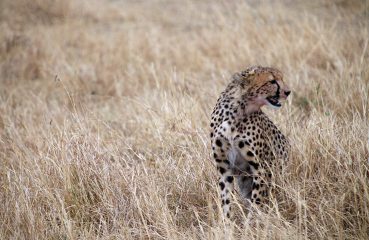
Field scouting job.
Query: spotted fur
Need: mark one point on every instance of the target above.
(244, 141)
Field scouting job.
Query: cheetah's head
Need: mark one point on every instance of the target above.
(263, 86)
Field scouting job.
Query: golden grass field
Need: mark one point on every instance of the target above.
(105, 107)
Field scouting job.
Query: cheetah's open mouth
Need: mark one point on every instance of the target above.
(274, 101)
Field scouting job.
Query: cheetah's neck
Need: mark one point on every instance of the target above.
(240, 105)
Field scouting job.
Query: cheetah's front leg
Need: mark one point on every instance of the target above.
(226, 179)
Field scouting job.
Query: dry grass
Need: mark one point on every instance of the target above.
(105, 107)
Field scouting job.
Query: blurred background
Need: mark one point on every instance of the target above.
(104, 111)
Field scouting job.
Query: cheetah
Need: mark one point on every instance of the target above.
(245, 142)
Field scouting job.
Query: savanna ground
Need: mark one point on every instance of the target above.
(105, 105)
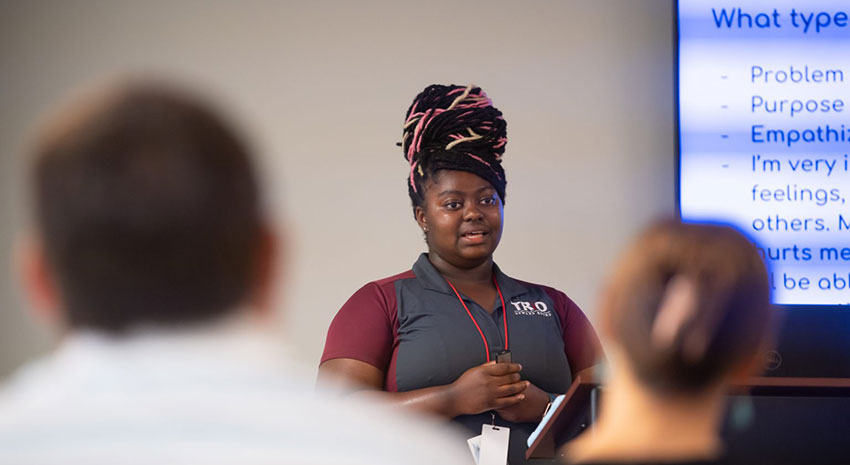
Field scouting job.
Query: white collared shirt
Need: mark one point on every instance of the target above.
(221, 394)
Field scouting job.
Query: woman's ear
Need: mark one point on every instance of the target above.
(419, 213)
(38, 282)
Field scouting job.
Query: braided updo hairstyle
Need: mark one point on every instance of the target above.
(453, 128)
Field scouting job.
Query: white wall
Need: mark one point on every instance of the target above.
(322, 87)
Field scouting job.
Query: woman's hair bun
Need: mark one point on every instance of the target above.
(455, 128)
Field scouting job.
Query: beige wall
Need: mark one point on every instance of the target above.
(322, 86)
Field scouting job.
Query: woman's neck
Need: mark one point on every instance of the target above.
(475, 275)
(637, 424)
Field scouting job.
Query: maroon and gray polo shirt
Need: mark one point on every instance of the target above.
(413, 327)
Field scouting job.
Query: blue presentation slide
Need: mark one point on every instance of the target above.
(765, 135)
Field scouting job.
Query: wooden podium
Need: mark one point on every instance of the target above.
(578, 410)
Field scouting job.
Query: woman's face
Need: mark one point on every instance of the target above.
(462, 214)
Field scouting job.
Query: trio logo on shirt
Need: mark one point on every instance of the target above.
(527, 308)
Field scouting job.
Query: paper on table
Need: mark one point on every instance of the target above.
(545, 420)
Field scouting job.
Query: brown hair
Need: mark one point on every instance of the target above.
(148, 209)
(715, 278)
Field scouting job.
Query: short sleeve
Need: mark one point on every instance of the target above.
(581, 344)
(363, 329)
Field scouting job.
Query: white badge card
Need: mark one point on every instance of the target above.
(494, 445)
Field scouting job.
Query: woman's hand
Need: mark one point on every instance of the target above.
(530, 409)
(491, 386)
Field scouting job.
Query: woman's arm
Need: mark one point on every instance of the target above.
(491, 386)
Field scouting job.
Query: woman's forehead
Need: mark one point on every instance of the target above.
(457, 181)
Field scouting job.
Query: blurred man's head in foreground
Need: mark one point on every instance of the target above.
(147, 211)
(688, 305)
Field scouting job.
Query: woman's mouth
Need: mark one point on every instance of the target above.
(474, 237)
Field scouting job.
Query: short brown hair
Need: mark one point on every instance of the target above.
(148, 209)
(731, 316)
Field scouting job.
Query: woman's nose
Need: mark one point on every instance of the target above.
(472, 212)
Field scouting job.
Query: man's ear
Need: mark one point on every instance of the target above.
(37, 279)
(267, 273)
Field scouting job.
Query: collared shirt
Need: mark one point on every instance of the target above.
(413, 328)
(222, 394)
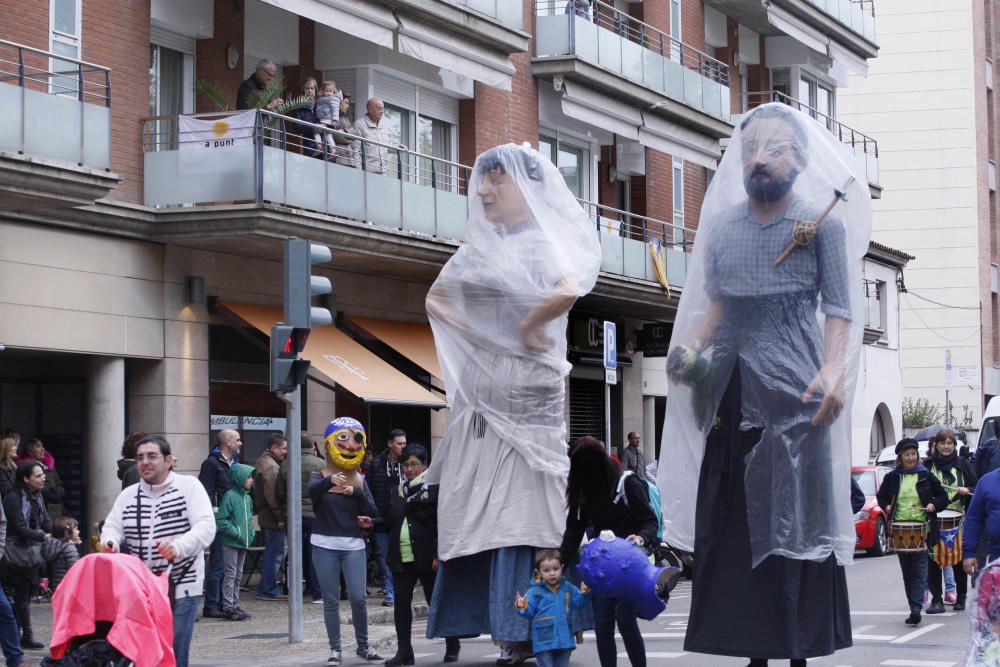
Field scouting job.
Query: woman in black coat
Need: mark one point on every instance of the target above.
(412, 553)
(959, 478)
(28, 523)
(912, 493)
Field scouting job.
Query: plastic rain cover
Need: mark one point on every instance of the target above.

> [What is expected]: Give back every line exactly as it stands, pictures excluded.

> [Solution to the exercise]:
Field scouting job.
Query: spotted fur
Need: mark one point on every instance of the target above.
(244, 141)
Field scouting job.
Query: cheetah's head
Need: mark one point on every instance of the target above.
(263, 86)
Field scouting job.
Query: golden grass field
Need: mark one point on every instance of the target above.
(105, 107)
Field scouting job.
Query: cheetah's open mouth
Need: mark one point on every instance of the target above.
(274, 101)
Field scouting job.
Query: cheetah's neck
Need: mark one point on every instance of the target above.
(240, 105)
Field scouting job.
Query: cheetah's front leg
Need: mark one point on every instance of the target above.
(226, 179)
Field scouting job.
Query: dry grass
Need: mark one point on every instance of the target above.
(105, 107)
Field scouting job.
Query: blurred background
Need: mark one point on every instance of the target above.
(104, 111)
Field scouting job.
Query: cheetah
Need: mark one point on every instance of the target above.
(245, 142)
Field scouting job.
Query: savanna ground
Need: mark one point on every instance of the target above.
(105, 105)
Field scouting job.
Query: white collared shirt
Need: mark one point on every instance of the target above.
(221, 394)
Field scouting job.
Query: woman's ear
Need: mark one point on every instance of the target above.
(419, 213)
(38, 282)
Field scouting job.
Query: braided updo hairstyle
Need: mark one point on every instance of the target above.
(453, 128)
Field scouting job.
Query: white wall
Need: mark one point on every instance of the target above.
(322, 87)
Field scouting job.
Query: woman's hair bun
Need: mark one point on every instance of the target above.
(455, 128)
Field scouting job.
Query: beige wall
Need: mark one point on every instance of the target above.
(322, 86)
Field scouting job.
Query: woman's neck
Need: mark one point on every instance of the target above.
(475, 275)
(637, 424)
Field scouting job.
Query: maroon and gray polo shirt
Need: mark one point on every instance of the target above.
(413, 327)
Field scouting job.
Query: blue presentation slide
Need: mark one point on every instance of the target above.
(765, 135)
Field scouting job.
Query: wooden podium
Need: mark one point on every instance of the target above.
(578, 410)
Field scouting job.
Query: woman's face
Need: mark one point on every instance of the target above.
(462, 214)
Field scouting job.
Query: trio logo on shirt
Need: mark one point on every instance of the target above.
(527, 308)
Field scouting job.
Query: paper on table
Need: mark one point on every instance of the target above.
(545, 420)
Field scouting job.
Query: brown hair
Need: mark one point on every instance of the target above.
(148, 209)
(715, 278)
Field scouting job.
Query: short sleeve
Need: mark one point on every instance of the target above.
(581, 344)
(363, 329)
Field scouting job.
Query: white badge card
Need: mark one point on every instance of the target above.
(494, 445)
Field scouting job.
Query: woman's hand
Need: mark one point on every instance of the target above.
(530, 409)
(491, 386)
Field scouting job.
Query: woman's arm
Need: mark one point on every instance of the target above.
(491, 386)
Field scouting job.
Query: woman's forehead
Need: mark one point on every instance of the target above.
(457, 181)
Field scouting job.
Query: blurred man's head in foreground
Need: mark one point on every instance of the target above.
(147, 211)
(688, 305)
Field scouting job.
Query: woman's mouth
Need: mark one point on every instance of the target above.
(474, 237)
Field scouting job.
Query: short brown hair
Need: mark one point on every instance of the target above.
(148, 209)
(731, 316)
Field scouting job.
Query: woman's nose
Need: mark one point on every instance of the target above.
(472, 212)
Field scouting job.
Query: man's ear
Need: mark one point on every instance of the target above.
(37, 279)
(267, 273)
Field scouting job.
Query: collared shirt
Need: mark one point on every instance of the target above.
(413, 328)
(222, 394)
Field scouting job.
Query: woman in black coat
Need: mark one point on every instance of the target above.
(412, 553)
(959, 478)
(28, 523)
(912, 493)
Field scouting job.
Query: plastic rain cover
Need: mark one point on every instance of the target above.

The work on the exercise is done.